▶ Description of the task: In the patch description, swap "chunk size" for "stripe unit size" and write out the stretch from "A value of 2560" through "not test this.".

▶ Article:
──────

A value of 2560 (1280k) will accommodate a 10-data-disk stripe
write with chunk size 128k.  In the testing I've done using
iozone, fio, and aio-stress across a number of different storage
devices, a value of 1280 does not show a big performance
difference from 512, but will hopefully help software RAID
setups using SATA disks, as reported by Christoph.

NOTE: drivers/block/aoe/aoeblk.c sets its own max_hw_sectors_kb to
BLK_DEF_MAX_SECTORS.  So, this patch essentially changes aeoblk to
Use a larger maximum sector size, and I did not test this.

Signed-off-by: Jeff Moyer <[email protected]>
---
 include/linux/blkdev.h | 2 +-
 1 file changed, 1 insertion(+), 1 deletion(-)

──────

Source data:
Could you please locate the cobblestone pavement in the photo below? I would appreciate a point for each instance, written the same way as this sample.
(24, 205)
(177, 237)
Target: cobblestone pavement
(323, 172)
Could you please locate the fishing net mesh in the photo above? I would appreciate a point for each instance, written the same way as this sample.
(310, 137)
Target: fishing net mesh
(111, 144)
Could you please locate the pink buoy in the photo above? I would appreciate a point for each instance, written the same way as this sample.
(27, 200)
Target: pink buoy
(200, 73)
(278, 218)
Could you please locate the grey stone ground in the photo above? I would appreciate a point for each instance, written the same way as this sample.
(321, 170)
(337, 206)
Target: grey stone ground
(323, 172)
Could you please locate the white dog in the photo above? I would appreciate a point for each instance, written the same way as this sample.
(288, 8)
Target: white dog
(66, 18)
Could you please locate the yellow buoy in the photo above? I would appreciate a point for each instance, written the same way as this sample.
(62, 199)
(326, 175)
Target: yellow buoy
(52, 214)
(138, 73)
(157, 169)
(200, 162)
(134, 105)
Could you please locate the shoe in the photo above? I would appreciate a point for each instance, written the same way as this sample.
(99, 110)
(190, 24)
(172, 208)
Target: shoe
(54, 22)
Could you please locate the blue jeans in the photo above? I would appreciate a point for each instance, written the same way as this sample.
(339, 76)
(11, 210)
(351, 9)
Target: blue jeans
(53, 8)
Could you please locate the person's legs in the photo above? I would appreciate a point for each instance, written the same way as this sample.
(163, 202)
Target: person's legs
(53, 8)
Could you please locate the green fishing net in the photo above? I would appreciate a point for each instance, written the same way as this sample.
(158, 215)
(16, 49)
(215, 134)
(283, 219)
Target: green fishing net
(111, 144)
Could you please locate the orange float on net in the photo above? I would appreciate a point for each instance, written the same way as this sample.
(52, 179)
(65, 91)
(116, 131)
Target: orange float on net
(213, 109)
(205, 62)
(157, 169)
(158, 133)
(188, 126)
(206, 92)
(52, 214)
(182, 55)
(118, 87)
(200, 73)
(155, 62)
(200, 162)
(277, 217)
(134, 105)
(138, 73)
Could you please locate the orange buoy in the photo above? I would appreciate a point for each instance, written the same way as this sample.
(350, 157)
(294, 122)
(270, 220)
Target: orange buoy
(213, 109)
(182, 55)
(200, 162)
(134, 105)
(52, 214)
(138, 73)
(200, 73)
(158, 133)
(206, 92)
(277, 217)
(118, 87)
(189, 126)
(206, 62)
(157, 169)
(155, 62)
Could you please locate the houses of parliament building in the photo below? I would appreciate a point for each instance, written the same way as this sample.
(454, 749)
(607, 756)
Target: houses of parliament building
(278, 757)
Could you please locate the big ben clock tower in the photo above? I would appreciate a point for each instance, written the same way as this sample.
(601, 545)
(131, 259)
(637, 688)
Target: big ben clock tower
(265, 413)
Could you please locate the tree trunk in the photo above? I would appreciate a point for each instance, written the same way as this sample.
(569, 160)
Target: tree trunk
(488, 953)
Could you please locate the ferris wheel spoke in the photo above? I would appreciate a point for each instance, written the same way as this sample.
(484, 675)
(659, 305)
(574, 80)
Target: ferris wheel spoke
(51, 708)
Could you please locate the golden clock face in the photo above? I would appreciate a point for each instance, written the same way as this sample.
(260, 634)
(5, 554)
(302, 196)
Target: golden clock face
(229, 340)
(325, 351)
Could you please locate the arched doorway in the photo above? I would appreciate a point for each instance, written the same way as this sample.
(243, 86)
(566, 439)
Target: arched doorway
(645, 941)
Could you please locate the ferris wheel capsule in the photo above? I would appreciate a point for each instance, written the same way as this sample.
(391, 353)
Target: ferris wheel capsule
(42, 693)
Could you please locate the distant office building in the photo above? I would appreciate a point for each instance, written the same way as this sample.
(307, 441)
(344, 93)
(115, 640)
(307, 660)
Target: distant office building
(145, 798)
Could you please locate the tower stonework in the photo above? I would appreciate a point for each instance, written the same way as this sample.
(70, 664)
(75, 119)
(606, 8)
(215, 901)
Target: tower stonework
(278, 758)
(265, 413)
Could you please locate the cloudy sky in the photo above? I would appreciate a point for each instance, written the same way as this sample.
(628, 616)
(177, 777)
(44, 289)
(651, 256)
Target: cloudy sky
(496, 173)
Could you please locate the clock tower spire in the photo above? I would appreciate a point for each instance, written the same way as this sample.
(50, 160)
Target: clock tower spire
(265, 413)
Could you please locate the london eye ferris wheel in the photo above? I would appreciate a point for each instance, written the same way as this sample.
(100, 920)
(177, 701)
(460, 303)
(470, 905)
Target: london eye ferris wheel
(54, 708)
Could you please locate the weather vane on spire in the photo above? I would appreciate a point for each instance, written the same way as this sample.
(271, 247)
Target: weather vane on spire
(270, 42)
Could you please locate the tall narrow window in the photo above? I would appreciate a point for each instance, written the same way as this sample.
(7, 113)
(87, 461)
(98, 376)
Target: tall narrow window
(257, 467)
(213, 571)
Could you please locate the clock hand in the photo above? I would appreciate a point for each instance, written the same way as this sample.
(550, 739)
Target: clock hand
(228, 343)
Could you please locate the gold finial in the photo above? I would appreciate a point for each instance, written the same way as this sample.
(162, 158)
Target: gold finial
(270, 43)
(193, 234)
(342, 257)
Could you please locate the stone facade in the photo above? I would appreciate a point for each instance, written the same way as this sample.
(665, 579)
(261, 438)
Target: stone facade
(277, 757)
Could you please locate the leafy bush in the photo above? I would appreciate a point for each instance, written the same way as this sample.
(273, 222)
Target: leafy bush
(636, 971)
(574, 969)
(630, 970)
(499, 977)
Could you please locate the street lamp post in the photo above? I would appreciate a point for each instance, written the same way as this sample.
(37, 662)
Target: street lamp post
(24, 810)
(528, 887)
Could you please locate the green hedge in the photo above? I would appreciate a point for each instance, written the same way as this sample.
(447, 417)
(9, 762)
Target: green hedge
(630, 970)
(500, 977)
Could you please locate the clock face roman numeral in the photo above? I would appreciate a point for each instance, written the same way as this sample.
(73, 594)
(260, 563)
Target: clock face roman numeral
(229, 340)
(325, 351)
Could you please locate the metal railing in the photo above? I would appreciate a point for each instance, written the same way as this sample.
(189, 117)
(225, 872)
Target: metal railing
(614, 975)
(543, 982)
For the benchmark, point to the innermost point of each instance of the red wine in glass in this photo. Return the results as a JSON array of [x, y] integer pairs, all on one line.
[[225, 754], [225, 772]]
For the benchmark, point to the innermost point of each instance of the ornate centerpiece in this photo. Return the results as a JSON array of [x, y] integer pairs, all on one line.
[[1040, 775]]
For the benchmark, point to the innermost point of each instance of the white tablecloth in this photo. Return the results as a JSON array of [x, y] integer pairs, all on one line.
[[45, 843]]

──────

▶ Written answer:
A value of 2560 (1280k) will accommodate a 10-data-disk stripe
write with stripe unit size 128k.  In the testing I've done using
iozone, fio, and aio-stress across a number of different storage
devices, a value of 1280 does not show a big performance
difference from 512, but will hopefully help software RAID
setups using SATA disks, as reported by Christoph.

NOTE: drivers/block/aoe/aoeblk.c sets its own max_hw_sectors_kb to
BLK_DEF_MAX_SECTORS.  So, this patch essentially changes aeoblk to
Use a larger maximum sector size, and I did not test this.